▶ PROBLEM REQUIREMENTS
Among the entries that follow, the required portion opens with the line containing "[point] every instance of the penguin white" and closes with the line containing "[point] every instance of the small". Give that portion again exactly, and nothing else.

[DATA EXCERPTS Boundary: Start]

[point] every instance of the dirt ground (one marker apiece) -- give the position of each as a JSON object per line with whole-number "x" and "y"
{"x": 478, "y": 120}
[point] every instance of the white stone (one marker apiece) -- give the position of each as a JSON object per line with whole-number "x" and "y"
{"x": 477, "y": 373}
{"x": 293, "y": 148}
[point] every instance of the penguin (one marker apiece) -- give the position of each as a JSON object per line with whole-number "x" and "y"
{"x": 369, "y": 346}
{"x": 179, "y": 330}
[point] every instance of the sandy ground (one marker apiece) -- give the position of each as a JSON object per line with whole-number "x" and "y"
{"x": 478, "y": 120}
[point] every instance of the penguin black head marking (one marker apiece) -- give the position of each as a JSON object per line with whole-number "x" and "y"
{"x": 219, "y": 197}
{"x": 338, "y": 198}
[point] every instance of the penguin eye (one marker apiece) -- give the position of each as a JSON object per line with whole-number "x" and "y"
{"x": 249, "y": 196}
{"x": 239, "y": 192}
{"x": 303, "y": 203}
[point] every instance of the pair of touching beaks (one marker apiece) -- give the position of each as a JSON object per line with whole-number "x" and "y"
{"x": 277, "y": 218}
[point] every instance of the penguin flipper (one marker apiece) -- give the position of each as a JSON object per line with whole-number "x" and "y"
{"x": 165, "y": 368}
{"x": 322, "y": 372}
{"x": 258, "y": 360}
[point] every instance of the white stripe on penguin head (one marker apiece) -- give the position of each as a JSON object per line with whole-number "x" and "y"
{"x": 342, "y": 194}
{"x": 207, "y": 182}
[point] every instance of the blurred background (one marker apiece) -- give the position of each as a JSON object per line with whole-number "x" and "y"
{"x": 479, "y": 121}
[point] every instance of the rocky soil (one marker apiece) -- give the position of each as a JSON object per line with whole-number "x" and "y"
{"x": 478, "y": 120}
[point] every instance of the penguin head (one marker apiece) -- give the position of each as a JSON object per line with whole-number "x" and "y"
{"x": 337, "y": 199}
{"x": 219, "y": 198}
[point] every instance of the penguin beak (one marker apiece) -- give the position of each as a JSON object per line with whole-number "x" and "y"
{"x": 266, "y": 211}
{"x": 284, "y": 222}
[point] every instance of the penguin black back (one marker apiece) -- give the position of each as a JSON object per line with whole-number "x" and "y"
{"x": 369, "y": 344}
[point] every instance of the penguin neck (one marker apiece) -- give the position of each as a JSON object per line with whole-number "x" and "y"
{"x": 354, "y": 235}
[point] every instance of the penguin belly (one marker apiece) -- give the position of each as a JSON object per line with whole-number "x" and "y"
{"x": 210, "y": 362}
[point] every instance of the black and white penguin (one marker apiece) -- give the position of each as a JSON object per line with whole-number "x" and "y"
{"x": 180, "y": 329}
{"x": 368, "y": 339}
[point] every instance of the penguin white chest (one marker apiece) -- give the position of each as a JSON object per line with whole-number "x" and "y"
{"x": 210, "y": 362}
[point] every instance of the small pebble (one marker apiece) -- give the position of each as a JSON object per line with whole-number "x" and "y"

[DATA EXCERPTS Boundary: End]
[DATA EXCERPTS Boundary: Start]

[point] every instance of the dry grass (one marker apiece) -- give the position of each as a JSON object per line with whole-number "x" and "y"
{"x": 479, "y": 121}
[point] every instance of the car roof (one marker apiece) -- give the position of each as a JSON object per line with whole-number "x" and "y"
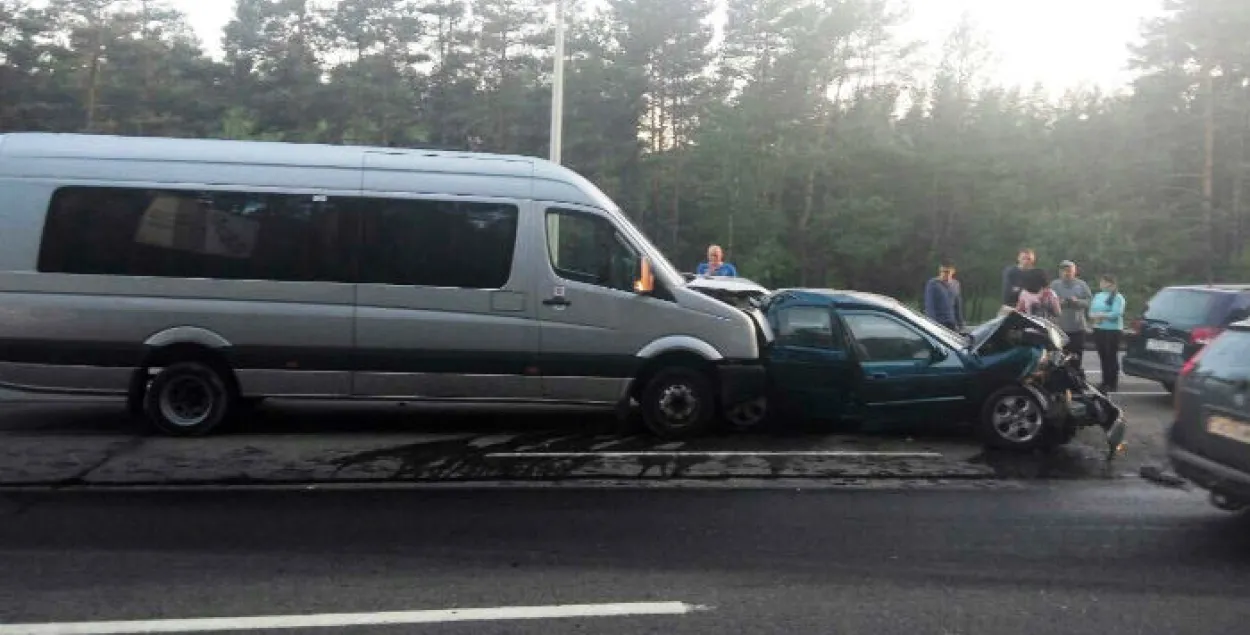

[DATA EXCERPTS Boundary: End]

▶ PROBLEM SOLUTION
[point] every instance of the penguin white chest (one marker apiece) -- give the position of each as a JSON object per line with whole-number "x" and "y"
{"x": 210, "y": 362}
[point] every instance of the small pebble (one marker apiece) -- give the position of each as a JSON object per line with whole-number "x" and "y"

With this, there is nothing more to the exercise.